**TASK TO CARRY OUT**
Can you copy out the data exactly? Leave the images out.

**MATERIAL TO PROCESS**
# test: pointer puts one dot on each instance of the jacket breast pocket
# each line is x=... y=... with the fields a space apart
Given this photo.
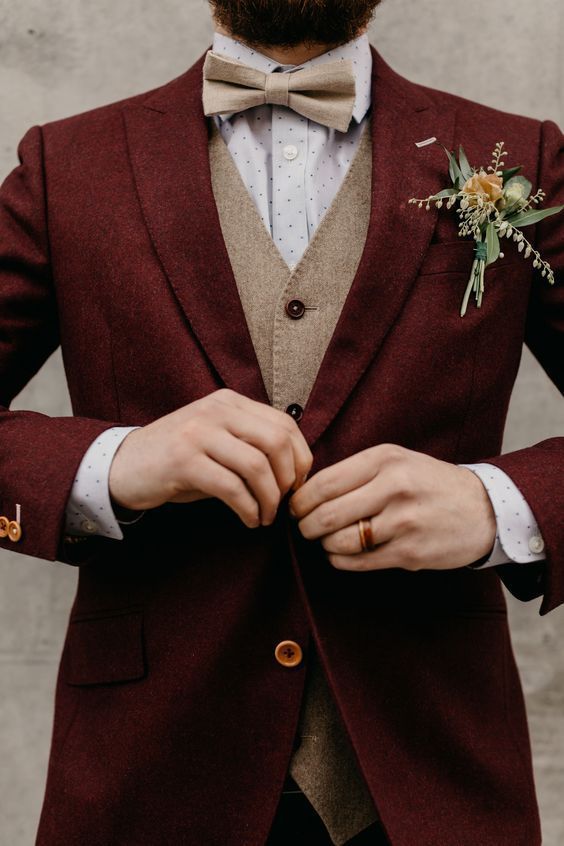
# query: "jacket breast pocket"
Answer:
x=105 y=649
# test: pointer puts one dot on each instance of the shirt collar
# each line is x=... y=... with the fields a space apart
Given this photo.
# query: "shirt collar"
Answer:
x=357 y=50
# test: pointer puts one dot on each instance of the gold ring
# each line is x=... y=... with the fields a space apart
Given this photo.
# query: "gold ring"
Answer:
x=366 y=538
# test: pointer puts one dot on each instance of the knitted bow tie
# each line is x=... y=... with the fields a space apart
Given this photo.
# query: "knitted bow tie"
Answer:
x=324 y=93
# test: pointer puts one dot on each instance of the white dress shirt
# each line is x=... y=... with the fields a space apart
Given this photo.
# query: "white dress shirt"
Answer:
x=292 y=168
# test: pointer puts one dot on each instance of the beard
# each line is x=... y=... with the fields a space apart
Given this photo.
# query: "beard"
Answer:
x=287 y=23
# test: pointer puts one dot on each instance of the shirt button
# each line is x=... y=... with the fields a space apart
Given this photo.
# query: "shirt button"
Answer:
x=14 y=531
x=290 y=152
x=536 y=544
x=295 y=309
x=295 y=411
x=288 y=653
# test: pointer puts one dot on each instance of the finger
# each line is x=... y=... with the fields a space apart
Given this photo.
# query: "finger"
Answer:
x=334 y=514
x=347 y=541
x=332 y=482
x=277 y=441
x=250 y=464
x=303 y=458
x=217 y=481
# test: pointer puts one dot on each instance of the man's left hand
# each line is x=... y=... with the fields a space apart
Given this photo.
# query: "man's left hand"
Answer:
x=425 y=513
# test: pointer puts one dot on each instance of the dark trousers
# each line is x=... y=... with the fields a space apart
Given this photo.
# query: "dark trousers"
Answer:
x=297 y=824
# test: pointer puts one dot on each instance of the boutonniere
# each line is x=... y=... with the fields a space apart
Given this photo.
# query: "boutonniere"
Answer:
x=492 y=204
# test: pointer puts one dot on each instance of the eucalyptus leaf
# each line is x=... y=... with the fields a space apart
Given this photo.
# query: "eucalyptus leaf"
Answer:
x=465 y=168
x=492 y=241
x=448 y=192
x=528 y=218
x=454 y=170
x=509 y=173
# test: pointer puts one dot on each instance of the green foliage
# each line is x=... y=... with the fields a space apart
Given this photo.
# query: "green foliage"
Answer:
x=530 y=217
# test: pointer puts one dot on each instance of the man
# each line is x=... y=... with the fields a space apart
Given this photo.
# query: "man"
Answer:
x=298 y=635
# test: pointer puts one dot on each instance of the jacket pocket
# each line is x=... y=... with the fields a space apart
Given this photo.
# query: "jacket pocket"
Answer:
x=106 y=649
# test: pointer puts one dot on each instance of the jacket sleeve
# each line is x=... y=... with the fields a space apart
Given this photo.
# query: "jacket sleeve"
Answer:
x=39 y=455
x=538 y=471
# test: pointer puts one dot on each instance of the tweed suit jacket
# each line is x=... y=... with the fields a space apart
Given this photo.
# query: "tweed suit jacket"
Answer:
x=174 y=723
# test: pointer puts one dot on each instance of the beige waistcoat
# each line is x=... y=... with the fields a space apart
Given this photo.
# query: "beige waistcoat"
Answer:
x=289 y=352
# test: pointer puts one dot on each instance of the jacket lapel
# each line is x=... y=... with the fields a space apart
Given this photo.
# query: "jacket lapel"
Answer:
x=168 y=148
x=398 y=236
x=168 y=145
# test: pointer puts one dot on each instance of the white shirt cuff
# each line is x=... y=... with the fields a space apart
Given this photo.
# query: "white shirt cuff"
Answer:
x=518 y=538
x=89 y=508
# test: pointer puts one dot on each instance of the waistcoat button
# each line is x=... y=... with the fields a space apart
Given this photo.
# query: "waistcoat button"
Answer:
x=296 y=411
x=295 y=309
x=288 y=653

**ANSWER FOR THE TASK**
# test: pointer puts one dot on each instance of the jacket breast pocket
# each line is x=... y=... with the fields a space apart
Given this photo.
# query: "jacket breast pocket"
Answer:
x=105 y=649
# test: pointer puts one dot on each instance of the shirt collar
# each line is x=... y=... with the fields a space apart
Given this photo.
# query: "shirt collar"
Answer:
x=357 y=50
# test: pointer puts one dot on each instance of the gold ring
# each line is x=... y=... with the fields a space apart
Given this photo.
# query: "gold ring"
Answer:
x=366 y=538
# test: pointer puts one dot on each instance of the knitted bow tie
# each line is x=... y=... with the fields a space apart
Given this photo.
# query: "knitted bow tie"
Answer:
x=324 y=93
# test: pointer puts one dot on each instance of the white dress shirt
# each line is x=... y=... with the fields a space apart
Given this photo.
# query: "white dress shirt"
Answer:
x=292 y=168
# test: pointer puts one dot on each instance of the beard
# each line is x=... y=... with the fields a space apart
Given this photo.
# query: "beard"
Answer:
x=287 y=23
# test: pointer puts one dot on each instance of the shirt button
# each line is x=... y=... with the fields a space apart
Given this photo.
# query: "shirt button"
Answer:
x=14 y=531
x=290 y=152
x=536 y=544
x=295 y=309
x=295 y=411
x=288 y=653
# test: pointer puts one dot on each instance of the finger
# each line is x=... y=... with the fields a space apart
Given this photo.
# query: "finger"
Answer:
x=334 y=514
x=347 y=541
x=332 y=482
x=277 y=441
x=250 y=464
x=303 y=458
x=217 y=481
# test: pointer puts one dot on each instance of the man's left hand
# each line is x=... y=... with the fields a space apart
Given this photo.
# query: "man's left hand"
Answer:
x=425 y=513
# test: pointer puts one dot on each instance of the dark trousers
# each line is x=... y=... with the fields a space apart
Given this photo.
# query: "dark trousers"
Answer:
x=297 y=824
# test: pointer puts one dot on each instance of the boutonniere
# each line is x=... y=... with the fields a space apart
Given this photo.
# query: "boutonniere"
Answer:
x=492 y=204
# test: pointer puts one dot on each instance of the eucalyptus leaf
# each line is x=... y=... with the fields a space apart
Given this photo.
# query: "eucalyptus leaf"
Answer:
x=465 y=168
x=492 y=241
x=448 y=192
x=528 y=218
x=454 y=170
x=509 y=173
# test: pointer puts one dot on each instance of the green foliage
# each line is x=... y=... with the fields a space apart
Given this photo.
# query: "green foliage"
Answer:
x=530 y=217
# test: pointer puts one dot on each instance of the man
# each line is x=... y=... with the fields a space apart
Given this photo.
# query: "man"
Answer:
x=298 y=635
# test: pointer puts one dot on each instance of the jacket pocket
# each line is x=... y=... with the fields a space apart
Given this photo.
# query: "jacket pocket"
Answer:
x=106 y=649
# test: pointer puts one dot on each instance of the jacket sleeve
# each line is x=... y=... with the fields a space apart
Given this photo.
# query: "jacket sleeve"
Answer:
x=39 y=455
x=538 y=471
# test: pointer puts one dot on each instance of the tweed suit jacket
# each line is x=... y=... with the fields a space apart
Given this photo.
# query: "tweed suit jacket"
Answer:
x=174 y=723
# test: pointer puts one dot on each instance of the beige waistcoat
# each line is x=... y=... with the fields a space apart
Given this photo.
# query: "beige waistcoat"
Answer:
x=289 y=352
# test: pointer puts one dot on each instance of the jacket lapel
# each line is x=... y=... with the fields a space apart
Given this photo.
# query: "jacket lapel"
Answer:
x=168 y=148
x=398 y=236
x=168 y=145
# test: pointer puts one dot on each instance of the white shirt cuff
# each line is x=... y=... with the fields a space apart
Given this photo.
# query: "white shirt cuff"
Answer:
x=518 y=538
x=89 y=508
# test: pointer puts one dot on each instance of the waistcoat button
# each line is x=... y=... with the fields a space apart
Given this photo.
# query: "waistcoat button"
Answer:
x=296 y=411
x=295 y=309
x=288 y=653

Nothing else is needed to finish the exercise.